## Assignment
Each record below should be set down exactly.

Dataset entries
-.-.-

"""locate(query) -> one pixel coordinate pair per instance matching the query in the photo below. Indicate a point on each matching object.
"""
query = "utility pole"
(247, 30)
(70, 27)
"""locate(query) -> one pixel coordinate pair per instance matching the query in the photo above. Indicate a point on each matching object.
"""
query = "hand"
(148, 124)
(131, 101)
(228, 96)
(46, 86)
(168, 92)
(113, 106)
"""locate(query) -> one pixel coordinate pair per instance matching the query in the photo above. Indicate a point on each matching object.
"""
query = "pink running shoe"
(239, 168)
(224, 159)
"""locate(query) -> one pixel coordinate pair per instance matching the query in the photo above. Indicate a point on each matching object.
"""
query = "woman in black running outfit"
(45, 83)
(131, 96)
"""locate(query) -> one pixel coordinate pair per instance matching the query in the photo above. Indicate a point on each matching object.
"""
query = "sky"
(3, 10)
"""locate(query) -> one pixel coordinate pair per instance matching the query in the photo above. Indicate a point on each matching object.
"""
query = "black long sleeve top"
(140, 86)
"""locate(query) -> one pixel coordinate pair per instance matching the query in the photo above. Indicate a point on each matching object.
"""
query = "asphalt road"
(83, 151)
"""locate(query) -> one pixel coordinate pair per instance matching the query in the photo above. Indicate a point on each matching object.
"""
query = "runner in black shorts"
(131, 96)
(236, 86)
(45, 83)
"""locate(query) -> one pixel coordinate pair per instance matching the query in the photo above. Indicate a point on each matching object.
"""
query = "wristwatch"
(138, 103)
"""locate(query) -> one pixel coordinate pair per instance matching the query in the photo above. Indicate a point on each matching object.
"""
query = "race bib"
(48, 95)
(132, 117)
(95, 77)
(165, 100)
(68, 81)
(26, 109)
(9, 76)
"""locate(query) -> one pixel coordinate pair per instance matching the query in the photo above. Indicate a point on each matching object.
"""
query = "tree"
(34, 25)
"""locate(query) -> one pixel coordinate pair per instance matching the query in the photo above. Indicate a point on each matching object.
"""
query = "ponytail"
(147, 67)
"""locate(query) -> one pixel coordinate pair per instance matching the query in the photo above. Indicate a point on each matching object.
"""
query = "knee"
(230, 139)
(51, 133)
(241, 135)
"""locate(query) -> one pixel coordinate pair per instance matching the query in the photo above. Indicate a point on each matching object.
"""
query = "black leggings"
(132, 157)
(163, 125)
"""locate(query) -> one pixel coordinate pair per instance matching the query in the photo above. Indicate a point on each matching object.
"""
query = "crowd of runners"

-.-.-

## Output for this task
"""locate(query) -> one pixel coordinate pair per instance matching the query in the photo below. Indicate a point on each matching object.
"""
query = "utility pole"
(247, 30)
(70, 27)
"""locate(query) -> one pixel coordinate pair per instance matching the query in the photo above. Indicate a point on each matching object.
"""
query = "hand"
(148, 124)
(131, 101)
(228, 96)
(46, 86)
(168, 92)
(113, 106)
"""locate(query) -> one pixel coordinate pair per instance matching the query in the photo above. Indicate a point on each matching object.
"""
query = "pink running shoe"
(239, 168)
(224, 159)
"""locate(query) -> one pixel coordinate pair per instance matching the query in the photo above. Indicate a point on each matching object.
"""
query = "woman in black running outfit"
(45, 83)
(131, 96)
"""locate(query) -> one pixel coordinate pair per instance matching the query in the photo above. Indicate a point on each matching object.
"""
query = "sky"
(3, 10)
"""locate(query) -> one pixel coordinate pair per instance matching the query in the photo above. Indicate a point on each matching object.
"""
query = "black long sleeve top"
(140, 86)
"""locate(query) -> one pixel coordinate pair per instance matching the query in the photo above. Indicate a point on each matching object.
"""
query = "asphalt road"
(83, 151)
"""locate(query) -> one pixel coordinate pair per instance matching the query in the photo above. Indicate a point on each matching object.
"""
query = "runner in black shorts"
(131, 96)
(236, 86)
(45, 83)
"""locate(query) -> one pixel coordinate pair per instance matching the query in the photo above. Indicate a point on each matching object.
"""
query = "wristwatch"
(138, 103)
"""locate(query) -> one pixel coordinate pair per instance matching the query in the photo above. Indicate a point on each matching object.
"""
query = "race bib"
(48, 95)
(132, 117)
(95, 77)
(165, 100)
(68, 81)
(26, 109)
(9, 76)
"""locate(query) -> one pixel coordinate pair per instance matching the query in the photo above. Indicate a point on each matching object.
"""
query = "tree"
(34, 25)
"""locate(query) -> one pixel coordinate pair per instance matching the query in the photo above. Indicate a point on each matching object.
"""
query = "ponytail"
(147, 67)
"""locate(query) -> one pixel coordinate pair per instance matching the query in the photo above. Indicate a point on each matching object.
"""
query = "knee"
(230, 139)
(51, 133)
(241, 135)
"""locate(query) -> one pixel coordinate pair per instance matching the query in the photo above. Indicate a point on each matching object.
"""
query = "black leggings"
(132, 157)
(163, 125)
"""locate(query) -> one pixel coordinate pair per instance matching the query in the photo above. Indicate a point on each matching object.
"""
query = "crowd of runners"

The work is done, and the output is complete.